━━━ SOURCE MATERIAL ━━━

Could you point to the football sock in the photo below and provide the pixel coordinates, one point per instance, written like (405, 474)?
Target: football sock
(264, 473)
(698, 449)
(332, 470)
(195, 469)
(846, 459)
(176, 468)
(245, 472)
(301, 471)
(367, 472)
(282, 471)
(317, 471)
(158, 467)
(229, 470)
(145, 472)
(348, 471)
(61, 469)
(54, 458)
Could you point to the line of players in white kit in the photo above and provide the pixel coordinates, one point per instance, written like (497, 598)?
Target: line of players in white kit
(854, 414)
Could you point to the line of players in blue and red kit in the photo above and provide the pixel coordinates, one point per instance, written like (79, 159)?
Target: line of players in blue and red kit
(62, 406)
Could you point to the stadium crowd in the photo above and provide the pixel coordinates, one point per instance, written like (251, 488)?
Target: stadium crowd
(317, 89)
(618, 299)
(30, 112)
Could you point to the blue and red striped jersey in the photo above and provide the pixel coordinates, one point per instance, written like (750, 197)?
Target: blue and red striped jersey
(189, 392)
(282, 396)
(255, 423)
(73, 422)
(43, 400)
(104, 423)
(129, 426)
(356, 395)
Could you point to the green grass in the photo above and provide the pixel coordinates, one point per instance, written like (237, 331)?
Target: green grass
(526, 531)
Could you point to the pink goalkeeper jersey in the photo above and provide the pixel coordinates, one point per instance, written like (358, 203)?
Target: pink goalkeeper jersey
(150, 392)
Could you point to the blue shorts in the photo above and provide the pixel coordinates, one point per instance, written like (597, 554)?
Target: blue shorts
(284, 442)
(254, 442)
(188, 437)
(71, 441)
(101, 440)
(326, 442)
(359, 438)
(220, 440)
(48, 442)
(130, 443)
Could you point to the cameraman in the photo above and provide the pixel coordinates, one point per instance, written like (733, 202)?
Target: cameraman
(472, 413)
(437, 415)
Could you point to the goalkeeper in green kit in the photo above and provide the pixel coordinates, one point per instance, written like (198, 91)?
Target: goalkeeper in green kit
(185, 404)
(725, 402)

━━━

### SHORT EXERCISE
Change "cameraman" to "camera operator" throughout everything from "Could you point to the blue and" down to the end of the material, and reproduce those lines with nothing else altered.

### ANSWER TO THE EXERCISE
Could you point to the blue and red striped jersey in the photo above and provide the pixel coordinates, one point per instance, written like (750, 197)?
Target: blue and red striped jersey
(189, 392)
(282, 396)
(255, 423)
(73, 422)
(43, 400)
(104, 423)
(129, 426)
(356, 395)
Could you point to the green grass in the photo above and provide the pixel coordinates, one point per instance, written like (237, 331)?
Target: green grass
(526, 531)
Could you point to the pink goalkeeper jersey in the photo above and provide the pixel coordinates, one point per instance, written like (358, 203)?
Target: pink goalkeeper jersey
(150, 392)
Could you point to the blue shorts in the photo above and provide the pixel coordinates, one point per instance, written like (597, 554)?
Target: blue shorts
(284, 442)
(254, 442)
(188, 437)
(71, 441)
(101, 440)
(326, 442)
(359, 438)
(220, 440)
(48, 442)
(130, 443)
Could you point to the camera operator in the photo above and provide the pixel coordinates, one point per instance, written like (733, 202)?
Target: camera operator
(472, 413)
(437, 415)
Could you point to the goalkeeper in green kit in the photo above and provide the pixel coordinates, one point per instance, written like (198, 91)?
Target: goalkeeper in green kit
(185, 404)
(725, 402)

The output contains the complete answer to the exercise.